What you will do
Copy the following description of the José Roberto Bertrami reissue word for word, in full.

More Info
Rare classic 60s album by Azymuth legend Jose Roberto Bertrami, reissued on CD and LP!
Best known as the keyboardist and band leader of legendary trio Azymuth, the late José Roberto Bertrami also wrote for, arranged for and performed with Elis Regina, George Duke, Sarah Vaughn, Jorge Ben, Eddie Palmieri, Milton Nascimento, Flora Purim and Erasmo Carlos, among countless others.
But before all of that, in 1965, at the age of just nineteen, Zé Roberto recorded his first studio album with his group Os Tatuís, and the José Roberto Trio in the following year. These largely slept-on albums of beautiful, expressive samba jazz and bossa nova stand as a testament to the prodigious genius of one of the most important musicians in Brazil's history.
Born in 1946 in Tatuí - a small city in the Brazilian state of São Paulo, José Roberto was the eldest of seven children, four of whom became musicians. His father Lázaro was a classical violinist and a professor at Tatuí's public conservatory, the largest music school in Latin America - for which the city is nicknamed "Music City". After two years of piano lessons from the age of seven, Bertrami began losing interest, spending more time playing football and what he himself referred to as "professional vagabondage". At thirteen, as his mother was despairing that her son was going off the rails, Zé Roberto enrolled at the conservatory.
"In my two years there, I did seven years work and then I was expelled. The conservatory was almost entirely a classical music situation, and I'd begun to break some rules—like holding a jam session at school." A year later, in 1966, Bertrami went back into the studio, but this time stripping the format back to a trio set up. Again featuring Claudio Henrique Betrami on double bass, and with Jovito Coluna on drums, the José Roberto Trio recorded their one and only album, featuring compositions by Baden Powell, Manfredo Fest, and Marcos Valle.

Data supplied

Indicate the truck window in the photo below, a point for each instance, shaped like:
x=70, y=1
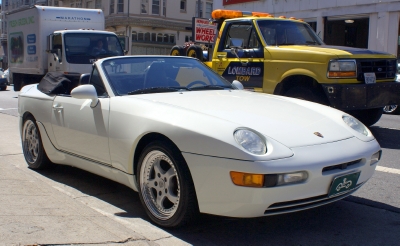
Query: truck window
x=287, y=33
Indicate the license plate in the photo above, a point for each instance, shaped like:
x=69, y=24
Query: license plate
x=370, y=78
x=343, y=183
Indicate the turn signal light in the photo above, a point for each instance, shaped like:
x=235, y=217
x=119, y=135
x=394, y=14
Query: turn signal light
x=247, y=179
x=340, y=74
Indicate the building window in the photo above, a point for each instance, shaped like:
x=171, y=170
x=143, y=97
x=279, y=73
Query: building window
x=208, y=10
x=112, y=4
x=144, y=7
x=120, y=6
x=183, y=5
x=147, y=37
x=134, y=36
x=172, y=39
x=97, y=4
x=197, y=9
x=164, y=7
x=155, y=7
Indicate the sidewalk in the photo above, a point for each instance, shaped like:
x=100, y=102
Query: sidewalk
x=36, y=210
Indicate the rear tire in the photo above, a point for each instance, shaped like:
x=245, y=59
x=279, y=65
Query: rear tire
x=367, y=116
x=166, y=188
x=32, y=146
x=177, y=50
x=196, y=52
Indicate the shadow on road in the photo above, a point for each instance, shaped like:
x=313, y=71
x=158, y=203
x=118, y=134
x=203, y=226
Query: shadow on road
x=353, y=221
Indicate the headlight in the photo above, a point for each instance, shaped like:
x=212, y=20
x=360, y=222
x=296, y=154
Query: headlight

Result for this exercise
More Info
Rare classic 60s album by Azymuth legend Jose Roberto Bertrami, reissued on CD and LP!
Best known as the keyboardist and band leader of legendary trio Azymuth, the late José Roberto Bertrami also wrote for, arranged for and performed with Elis Regina, George Duke, Sarah Vaughn, Jorge Ben, Eddie Palmieri, Milton Nascimento, Flora Purim and Erasmo Carlos, among countless others.
But before all of that, in 1965, at the age of just nineteen, Zé Roberto recorded his first studio album with his group Os Tatuís, and the José Roberto Trio in the following year. These largely slept-on albums of beautiful, expressive samba jazz and bossa nova stand as a testament to the prodigious genius of one of the most important musicians in Brazil's history.
Born in 1946 in Tatuí - a small city in the Brazilian state of São Paulo, José Roberto was the eldest of seven children, four of whom became musicians. His father Lázaro was a classical violinist and a professor at Tatuí's public conservatory, the largest music school in Latin America - for which the city is nicknamed "Music City". After two years of piano lessons from the age of seven, Bertrami began losing interest, spending more time playing football and what he himself referred to as "professional vagabondage". At thirteen, as his mother was despairing that her son was going off the rails, Zé Roberto enrolled at the conservatory.
"In my two years there, I did seven years work and then I was expelled. The conservatory was almost entirely a classical music situation, and I'd begun to break some rules—like holding a jam session at school." A year later, in 1966, Bertrami went back into the studio, but this time stripping the format back to a trio set up. Again featuring Claudio Henrique Betrami on double bass, and with Jovito Coluna on drums, the José Roberto Trio recorded their one and only album, featuring compositions by Baden Powell, Manfredo Fest, and Marcos Valle.